▸ **Work instruction**
Could you restate every record below word for word?

▸ **Material for this task**
= Beginning of Section =

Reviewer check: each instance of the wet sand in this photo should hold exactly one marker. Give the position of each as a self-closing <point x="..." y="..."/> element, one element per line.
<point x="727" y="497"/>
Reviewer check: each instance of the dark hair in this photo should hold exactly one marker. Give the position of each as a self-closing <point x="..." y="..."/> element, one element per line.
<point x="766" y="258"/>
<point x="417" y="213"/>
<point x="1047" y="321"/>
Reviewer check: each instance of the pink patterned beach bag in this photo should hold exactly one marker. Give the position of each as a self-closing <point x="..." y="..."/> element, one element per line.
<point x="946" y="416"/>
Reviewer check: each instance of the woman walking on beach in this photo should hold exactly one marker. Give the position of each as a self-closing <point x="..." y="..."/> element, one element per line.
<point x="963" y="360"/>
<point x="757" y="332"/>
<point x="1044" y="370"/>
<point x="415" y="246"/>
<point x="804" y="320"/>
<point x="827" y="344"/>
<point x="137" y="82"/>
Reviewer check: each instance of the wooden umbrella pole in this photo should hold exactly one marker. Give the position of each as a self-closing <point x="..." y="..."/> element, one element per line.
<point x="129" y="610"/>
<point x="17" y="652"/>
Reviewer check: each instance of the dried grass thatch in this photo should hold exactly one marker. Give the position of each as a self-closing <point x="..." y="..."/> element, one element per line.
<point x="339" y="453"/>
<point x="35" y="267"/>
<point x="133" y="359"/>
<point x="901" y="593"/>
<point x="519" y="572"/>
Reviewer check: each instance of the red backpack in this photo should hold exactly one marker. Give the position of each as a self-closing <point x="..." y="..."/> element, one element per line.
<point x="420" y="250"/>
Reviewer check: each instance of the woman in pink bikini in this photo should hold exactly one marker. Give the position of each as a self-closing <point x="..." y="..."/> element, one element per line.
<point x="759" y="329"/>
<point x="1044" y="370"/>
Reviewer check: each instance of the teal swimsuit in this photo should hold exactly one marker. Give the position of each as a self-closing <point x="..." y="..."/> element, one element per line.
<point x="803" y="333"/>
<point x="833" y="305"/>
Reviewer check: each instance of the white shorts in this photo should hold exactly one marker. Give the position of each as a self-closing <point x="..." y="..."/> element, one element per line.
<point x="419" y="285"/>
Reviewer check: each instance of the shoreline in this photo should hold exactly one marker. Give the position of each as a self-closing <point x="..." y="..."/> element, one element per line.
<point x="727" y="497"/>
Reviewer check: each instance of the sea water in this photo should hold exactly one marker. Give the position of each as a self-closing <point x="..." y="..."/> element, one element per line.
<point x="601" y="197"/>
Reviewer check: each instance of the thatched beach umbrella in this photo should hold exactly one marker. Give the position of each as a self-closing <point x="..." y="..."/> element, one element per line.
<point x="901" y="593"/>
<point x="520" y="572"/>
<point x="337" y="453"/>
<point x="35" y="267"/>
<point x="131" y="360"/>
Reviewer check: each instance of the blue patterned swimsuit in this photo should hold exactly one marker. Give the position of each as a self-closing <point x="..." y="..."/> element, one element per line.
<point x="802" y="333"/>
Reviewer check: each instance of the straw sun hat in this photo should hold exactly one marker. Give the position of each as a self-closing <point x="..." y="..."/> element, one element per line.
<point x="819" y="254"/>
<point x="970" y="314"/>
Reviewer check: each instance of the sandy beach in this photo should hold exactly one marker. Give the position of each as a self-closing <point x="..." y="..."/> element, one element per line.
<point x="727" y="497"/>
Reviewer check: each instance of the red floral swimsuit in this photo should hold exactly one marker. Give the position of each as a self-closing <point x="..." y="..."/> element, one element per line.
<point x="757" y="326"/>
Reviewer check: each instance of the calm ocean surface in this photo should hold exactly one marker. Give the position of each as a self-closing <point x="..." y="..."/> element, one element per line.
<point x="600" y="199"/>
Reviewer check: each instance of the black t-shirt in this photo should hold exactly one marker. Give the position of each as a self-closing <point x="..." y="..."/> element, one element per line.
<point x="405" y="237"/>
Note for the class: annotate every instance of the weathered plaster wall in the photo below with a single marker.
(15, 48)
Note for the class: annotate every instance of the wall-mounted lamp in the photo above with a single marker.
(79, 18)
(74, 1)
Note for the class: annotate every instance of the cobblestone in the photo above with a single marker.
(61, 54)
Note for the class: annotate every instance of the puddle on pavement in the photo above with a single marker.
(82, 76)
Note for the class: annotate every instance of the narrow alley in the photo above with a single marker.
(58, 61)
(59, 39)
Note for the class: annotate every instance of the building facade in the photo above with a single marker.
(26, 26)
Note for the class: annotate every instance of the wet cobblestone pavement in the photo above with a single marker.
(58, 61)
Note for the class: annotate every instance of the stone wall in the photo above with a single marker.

= End of Section =

▸ **Result for this exercise**
Reviewer check: each instance of the wet sand in this photo should hold exactly one marker. Give the position of each as a self-closing <point x="..." y="..."/> element, one element per line.
<point x="727" y="497"/>
Reviewer check: each instance of the dark hair in this photo should hold exactly one marker. Give the position of each as a self-closing <point x="..." y="..."/> element, one element per line.
<point x="766" y="258"/>
<point x="417" y="213"/>
<point x="1047" y="321"/>
Reviewer check: each instance of the pink patterned beach bag in this photo should hold exactly one marker. Give the position of each as a self-closing <point x="..." y="..."/> element, one element per line.
<point x="946" y="416"/>
Reviewer check: each instance of the woman walking on beach in this photo should hold exactly one marker. Give the position of each as a self-closing <point x="..." y="..."/> element, one element per line.
<point x="963" y="360"/>
<point x="757" y="332"/>
<point x="1044" y="370"/>
<point x="415" y="246"/>
<point x="804" y="320"/>
<point x="827" y="344"/>
<point x="137" y="82"/>
Reviewer check: each instance of the wooden umbrella pole in this photo should hold exactly one marker. Give the position of each as a self-closing <point x="..." y="..."/> element, one element per line.
<point x="129" y="610"/>
<point x="17" y="652"/>
Reviewer check: each instance of the dried grass thatch in this photo should hold exactly one marker. Give the position of each as a self-closing <point x="..." y="..."/> element, one element per line.
<point x="339" y="453"/>
<point x="35" y="267"/>
<point x="133" y="359"/>
<point x="901" y="593"/>
<point x="519" y="572"/>
Reviewer check: each instance of the red backpack in this photo should hold exactly one marker. Give the position of each as a self-closing <point x="..." y="..."/> element, one element per line.
<point x="420" y="250"/>
Reviewer check: each instance of the woman in pink bikini in this photo should hold exactly one marker. Give the position of each as a self-closing <point x="..." y="..."/> element, one element per line.
<point x="759" y="329"/>
<point x="1044" y="370"/>
Reviewer check: each instance of the teal swimsuit in this photo should hold exactly one marker. Give the position of each as a self-closing <point x="..." y="..."/> element, one element per line.
<point x="803" y="333"/>
<point x="833" y="305"/>
Reviewer check: each instance of the white shorts in this photo should hold exactly one marker. Give the position of each as a self-closing <point x="..." y="..."/> element, one element per line.
<point x="419" y="285"/>
Reviewer check: each instance of the shoreline in this photo should hold exactly one marker. Give the position of each as a self-closing <point x="..." y="..."/> element, one element per line.
<point x="727" y="497"/>
Reviewer check: each instance of the sea water in this photo should hold exactly one marker. Give the position of each as a self-closing <point x="..." y="..."/> element, one element per line.
<point x="601" y="197"/>
Reviewer check: each instance of the thatched beach umbrella in this photo should hold exactly one marker. Give the position of each as a self-closing <point x="..." y="..."/> element, one element per line.
<point x="901" y="593"/>
<point x="520" y="572"/>
<point x="337" y="453"/>
<point x="35" y="267"/>
<point x="131" y="360"/>
Reviewer check: each instance of the blue patterned swimsuit in this photo should hold exactly one marker. Give the position of each as a self-closing <point x="..." y="..."/> element, one element per line.
<point x="802" y="333"/>
Reviewer check: each instance of the straw sun hat in this photo should hold exactly one marker. Give the position of each as a self-closing <point x="..." y="..."/> element, one element per line.
<point x="819" y="254"/>
<point x="970" y="314"/>
Reviewer check: each instance of the sandy beach in this photo should hold exactly one marker. Give the position of each as a self-closing <point x="..." y="..."/> element, one element per line.
<point x="727" y="497"/>
Reviewer check: each instance of the red floral swimsuit in this photo should hold exactly one marker. Give the position of each as a self-closing <point x="..." y="..."/> element, one element per line.
<point x="757" y="326"/>
Reviewer check: each instance of the calm ocean surface in this photo should hold exactly one marker. Give the position of each as a self-closing <point x="..." y="..."/> element, one element per line.
<point x="600" y="199"/>
Reviewer check: each instance of the black t-shirt in this photo should hold exactly one marker. Give the position of each as a self-closing <point x="..." y="..."/> element, one element per line.
<point x="405" y="237"/>
Note for the class: annotate every instance of the weathered plaster wall in the photo below with a single marker.
(15, 48)
Note for the class: annotate every instance of the wall-mounted lamp in the photo above with a single marker.
(79, 18)
(74, 1)
Note for the class: annotate every instance of the cobblestone in the photo above with a single marker.
(61, 54)
Note for the class: annotate every instance of the puddle on pavement in the photo above with a single marker.
(82, 76)
Note for the class: annotate every instance of the narrow alley in the photo above with a single marker.
(58, 61)
(59, 39)
Note for the class: annotate every instance of the building facade in the photo above with a single marker.
(26, 26)
Note for the class: annotate every instance of the wet cobblestone pavement in the photo above with a single marker.
(58, 61)
Note for the class: annotate every instance of the stone wall in the photo above with a single marker.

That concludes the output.